* WRITTEN PROBLEM
Rewrite the stretch from the line that contains "# draw the outline of every instance of the tennis" through the line that contains "152 73 L 148", changing "tennis racket" to "badminton racket" and keeping every other part the same. Leave the pictures out of your answer.
─── EXTRACTED INFORMATION
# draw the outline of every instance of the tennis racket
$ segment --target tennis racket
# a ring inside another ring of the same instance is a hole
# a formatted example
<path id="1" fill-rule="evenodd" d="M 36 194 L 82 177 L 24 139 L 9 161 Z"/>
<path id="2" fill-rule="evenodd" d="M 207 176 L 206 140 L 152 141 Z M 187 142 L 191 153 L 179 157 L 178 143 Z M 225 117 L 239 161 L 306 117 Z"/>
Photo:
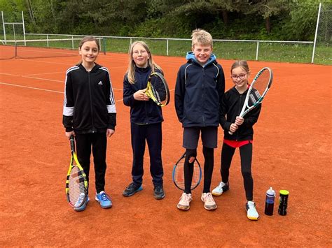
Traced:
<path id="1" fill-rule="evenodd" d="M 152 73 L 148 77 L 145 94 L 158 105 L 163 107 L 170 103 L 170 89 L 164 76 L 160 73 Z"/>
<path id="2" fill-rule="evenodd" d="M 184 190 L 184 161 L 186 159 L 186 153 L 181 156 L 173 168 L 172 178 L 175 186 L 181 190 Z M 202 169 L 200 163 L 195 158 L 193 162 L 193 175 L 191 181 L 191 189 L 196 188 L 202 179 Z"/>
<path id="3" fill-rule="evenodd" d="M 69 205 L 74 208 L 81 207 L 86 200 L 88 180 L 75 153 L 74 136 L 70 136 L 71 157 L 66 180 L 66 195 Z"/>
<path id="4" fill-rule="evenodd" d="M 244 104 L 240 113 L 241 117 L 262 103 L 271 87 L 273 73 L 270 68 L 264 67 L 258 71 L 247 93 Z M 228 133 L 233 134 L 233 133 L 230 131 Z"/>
──────
─── EXTRACTED INFORMATION
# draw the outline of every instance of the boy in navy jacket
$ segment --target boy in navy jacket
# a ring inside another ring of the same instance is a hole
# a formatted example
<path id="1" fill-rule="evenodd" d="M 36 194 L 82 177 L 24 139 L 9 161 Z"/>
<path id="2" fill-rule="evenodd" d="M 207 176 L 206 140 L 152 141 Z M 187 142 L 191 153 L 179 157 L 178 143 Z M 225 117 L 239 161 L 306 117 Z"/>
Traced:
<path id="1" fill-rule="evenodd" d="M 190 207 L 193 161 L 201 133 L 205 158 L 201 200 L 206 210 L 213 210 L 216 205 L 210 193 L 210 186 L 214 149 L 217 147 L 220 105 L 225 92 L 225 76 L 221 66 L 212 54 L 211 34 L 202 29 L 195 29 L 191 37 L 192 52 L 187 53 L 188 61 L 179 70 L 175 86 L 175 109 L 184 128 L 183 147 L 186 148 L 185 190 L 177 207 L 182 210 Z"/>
──────
* WRITTEN ANSWER
# draw the outline of every instance of the badminton racket
$ segment --target badminton racket
# a ring inside another ring of the same instance is a hole
# a formatted example
<path id="1" fill-rule="evenodd" d="M 36 194 L 82 177 L 24 139 L 9 161 Z"/>
<path id="2" fill-rule="evenodd" d="M 207 176 L 206 140 L 152 141 Z M 187 142 L 191 153 L 179 157 L 178 143 Z M 225 117 L 239 161 L 306 117 Z"/>
Photo:
Traced:
<path id="1" fill-rule="evenodd" d="M 152 73 L 148 77 L 145 94 L 158 105 L 163 107 L 170 103 L 170 89 L 164 76 L 160 73 Z"/>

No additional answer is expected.